### Passage shown:
The King of Na gold seal () is a solid gold seal discovered in the year 1784 on Shikanoshima Island in Fukuoka Prefecture, Japan. The seal is designated as a National Treasure of Japan. The seal is believed to have been cast in China and bestowed by Emperor Guangwu of Han upon a diplomatic official (envoy) visiting from Japan in the year 57 AD. The five Chinese characters appearing on the seal identify it as the seal of the King of Na state of Wa (Japan), vassal state of the Han Dynasty. The seal is currently in the collection of the Fukuoka City Museum in Fukuoka, Japan.

Appearance 
The seal is composed of gold of 95% purity. It is made up of a square base, with the seal itself on the bottom face, and a handle on top of the base in the shape of a coiled serpent. It has a mass of 108.729 grams. The total height from base to handle is 2.236 cm. The base of the seal averages 2.347 cm on a side. This dimension roughly corresponds to the traditional Chinese standard unit of length of one cun, as used in the Later Han Dynasty (about 2.304 cm).

Characters engraved on the seal 

The five characters engraved on the seal are (in the order in which they are to be read):  
 漢倭奴國王

The meanings of these characters (in the context of this seal) are: "Han" (referring to the Han Dynasty of China), "Wa" (an ancient name for Japan), "Na" (an ancient kingdom / state within Japan), "state / country", and "ruler". The last two characters, when combined, mean "king / sovereign". Altogether, the meaning of the seal inscription is: "(seal of) the King of the Na state of the Wa [vassal?] of the Han Dynasty".

The characters are engraved in the seal script style.

History 
The seal has been judged to be the one described in the Book of the Later Han, a Chinese chronicle of the history of the Eastern Han Dynasty. According to the chronicle, the Chinese Emperor Guangwu conferred the seal on a diplomatic official visiting from Japan.

### Excerpted data:
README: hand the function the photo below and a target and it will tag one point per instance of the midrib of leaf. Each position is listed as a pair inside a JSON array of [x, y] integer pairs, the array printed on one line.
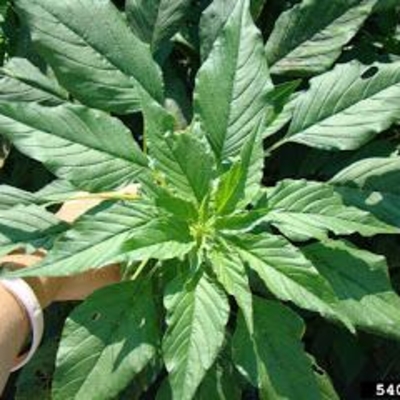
[[182, 168], [238, 95], [98, 51], [6, 73], [341, 109], [97, 355], [94, 145]]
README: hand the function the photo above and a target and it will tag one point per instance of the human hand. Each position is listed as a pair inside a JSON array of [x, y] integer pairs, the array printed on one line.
[[77, 287]]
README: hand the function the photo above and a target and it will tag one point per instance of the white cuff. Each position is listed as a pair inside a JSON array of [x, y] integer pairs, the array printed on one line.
[[26, 297]]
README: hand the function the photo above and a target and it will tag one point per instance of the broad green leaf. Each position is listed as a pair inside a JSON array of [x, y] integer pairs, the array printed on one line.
[[281, 99], [212, 21], [347, 107], [163, 238], [98, 60], [197, 312], [257, 7], [287, 273], [302, 209], [372, 184], [181, 160], [232, 274], [274, 358], [22, 81], [232, 84], [95, 239], [219, 384], [308, 38], [241, 222], [155, 21], [28, 225], [177, 206], [279, 116], [87, 147], [361, 282], [11, 196], [107, 341], [34, 379]]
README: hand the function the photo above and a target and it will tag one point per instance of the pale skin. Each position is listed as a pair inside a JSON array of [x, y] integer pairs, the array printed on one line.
[[14, 324]]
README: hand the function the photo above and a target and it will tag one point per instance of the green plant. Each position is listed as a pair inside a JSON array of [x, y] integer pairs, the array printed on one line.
[[215, 261]]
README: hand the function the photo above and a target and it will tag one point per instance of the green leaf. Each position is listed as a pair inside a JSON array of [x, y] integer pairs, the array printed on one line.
[[303, 210], [87, 147], [231, 85], [212, 21], [181, 160], [219, 384], [372, 184], [28, 226], [232, 274], [21, 81], [242, 181], [163, 238], [11, 196], [155, 21], [287, 273], [347, 107], [197, 312], [98, 60], [113, 334], [361, 282], [95, 239], [274, 358], [281, 99], [58, 191], [241, 222], [308, 38]]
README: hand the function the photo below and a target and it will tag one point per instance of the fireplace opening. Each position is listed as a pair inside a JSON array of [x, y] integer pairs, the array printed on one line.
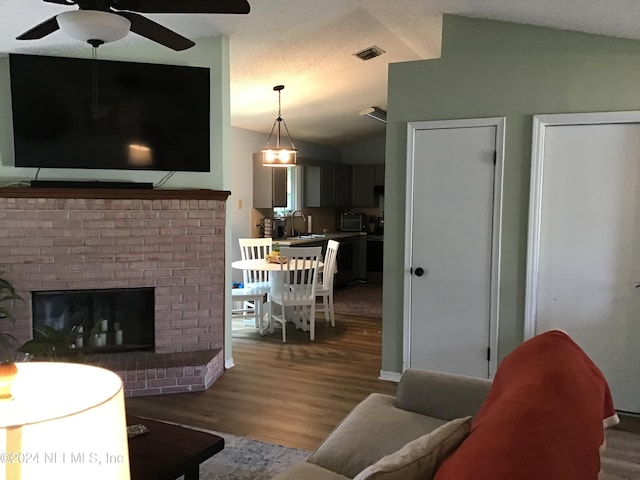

### Directives:
[A] Quote word for word the portion of the passage on the King of Na gold seal starting at "The meanings of" and ending at "visiting from Japan.".
[B] Extend the passage on the King of Na gold seal, continuing from its last sentence.

### The answers:
[A]
The meanings of these characters (in the context of this seal) are: "Han" (referring to the Han Dynasty of China), "Wa" (an ancient name for Japan), "Na" (an ancient kingdom / state within Japan), "state / country", and "ruler". The last two characters, when combined, mean "king / sovereign". Altogether, the meaning of the seal inscription is: "(seal of) the King of the Na state of the Wa [vassal?] of the Han Dynasty".

The characters are engraved in the seal script style.

History 
The seal has been judged to be the one described in the Book of the Later Han, a Chinese chronicle of the history of the Eastern Han Dynasty. According to the chronicle, the Chinese Emperor Guangwu conferred the seal on a diplomatic official visiting from Japan.

[B]
Contemporary description of conferral 
The following is the original Chinese text from the chronicle:
建武中元二年，倭奴國奉貢朝賀，使人自稱大夫，倭國之極南界也。光武賜以印綬。

This passage can be translated into English as:
"In the 2nd year of the jianwu zhongyuan reign period [AD 57], the Na state of Wa sent an envoy with tribute. The envoy introduced himself as a high official. The state lies in the far south of Wa. [Emperor] Guangwu bestowed on him a seal with a tassel."

During the Han Dynasty, similar seals were bestowed on other regional sovereigns, in an attempt by the dynasty to bring these sovereigns into the Han ruling order.

Rediscovery 

After being lost for an undetermined period of time, the seal was reportedly rediscovered on April 12, 1784, on Shika Island in Fukuoka Prefecture, Japan. According to contemporary reports, the seal was discovered by a farmer named Jinbei while repairing an irrigation ditch. It was found surrounded by stones forming a box-like structure around it. The stone above the seal required two adults to lift. After rediscovery, the seal was kept by the Kuroda clan, rulers of the Fukuoka Domain, and eventually donated by the Kuroda family to the city of Fukuoka in 1978.

See also 
 King of Dian gold seal
 King of Nanyue gold seal
 List of National Treasures of Japan (archaeological materials)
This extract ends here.